Determine how many lines below include the string "target". Reply with the number only.

■ Stored records:
= = = =
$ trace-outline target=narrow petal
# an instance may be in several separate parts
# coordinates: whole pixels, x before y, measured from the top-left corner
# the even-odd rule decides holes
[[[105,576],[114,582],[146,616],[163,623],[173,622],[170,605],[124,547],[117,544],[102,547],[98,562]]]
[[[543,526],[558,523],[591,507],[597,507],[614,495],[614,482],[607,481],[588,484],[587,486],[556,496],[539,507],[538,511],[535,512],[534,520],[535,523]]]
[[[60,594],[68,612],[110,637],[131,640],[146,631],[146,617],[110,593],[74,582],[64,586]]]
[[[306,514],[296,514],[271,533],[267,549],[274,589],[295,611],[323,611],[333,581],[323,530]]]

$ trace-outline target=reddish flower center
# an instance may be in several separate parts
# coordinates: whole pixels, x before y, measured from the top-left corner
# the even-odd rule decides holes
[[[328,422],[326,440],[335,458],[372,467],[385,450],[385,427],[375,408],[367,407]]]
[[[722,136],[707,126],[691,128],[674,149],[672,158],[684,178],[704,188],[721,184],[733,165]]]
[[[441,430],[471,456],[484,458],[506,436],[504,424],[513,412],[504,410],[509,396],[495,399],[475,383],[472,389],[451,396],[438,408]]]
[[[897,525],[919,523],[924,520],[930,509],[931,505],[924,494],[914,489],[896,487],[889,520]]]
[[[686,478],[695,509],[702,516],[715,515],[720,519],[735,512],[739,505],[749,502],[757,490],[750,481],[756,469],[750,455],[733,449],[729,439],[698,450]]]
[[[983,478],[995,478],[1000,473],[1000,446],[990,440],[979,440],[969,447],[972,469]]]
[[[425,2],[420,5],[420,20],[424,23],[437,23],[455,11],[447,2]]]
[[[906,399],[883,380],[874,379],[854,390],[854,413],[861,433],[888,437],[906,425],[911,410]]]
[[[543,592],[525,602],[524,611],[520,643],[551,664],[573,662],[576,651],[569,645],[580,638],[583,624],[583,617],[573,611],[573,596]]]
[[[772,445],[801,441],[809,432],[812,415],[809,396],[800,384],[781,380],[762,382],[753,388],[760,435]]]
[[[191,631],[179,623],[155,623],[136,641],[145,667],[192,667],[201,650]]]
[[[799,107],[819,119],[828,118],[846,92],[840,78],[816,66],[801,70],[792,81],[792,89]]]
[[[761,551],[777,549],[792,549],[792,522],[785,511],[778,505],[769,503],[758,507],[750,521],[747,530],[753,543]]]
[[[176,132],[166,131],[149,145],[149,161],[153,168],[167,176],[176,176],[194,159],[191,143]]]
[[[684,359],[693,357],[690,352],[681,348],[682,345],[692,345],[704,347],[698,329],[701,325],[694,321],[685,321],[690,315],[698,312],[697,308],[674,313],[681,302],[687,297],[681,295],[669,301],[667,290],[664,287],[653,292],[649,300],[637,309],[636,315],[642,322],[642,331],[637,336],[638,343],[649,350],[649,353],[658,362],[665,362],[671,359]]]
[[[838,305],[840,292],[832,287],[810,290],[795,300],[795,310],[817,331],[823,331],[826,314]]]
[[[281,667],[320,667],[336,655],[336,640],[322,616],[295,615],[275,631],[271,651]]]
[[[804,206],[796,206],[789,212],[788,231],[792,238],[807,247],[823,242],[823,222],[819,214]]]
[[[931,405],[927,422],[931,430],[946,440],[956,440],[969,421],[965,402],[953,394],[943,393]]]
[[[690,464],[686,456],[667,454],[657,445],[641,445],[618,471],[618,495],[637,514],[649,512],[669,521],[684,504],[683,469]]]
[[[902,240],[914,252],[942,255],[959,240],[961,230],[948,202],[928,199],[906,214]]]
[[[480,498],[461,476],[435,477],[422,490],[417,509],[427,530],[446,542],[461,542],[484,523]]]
= = = =
■ Task answer:
2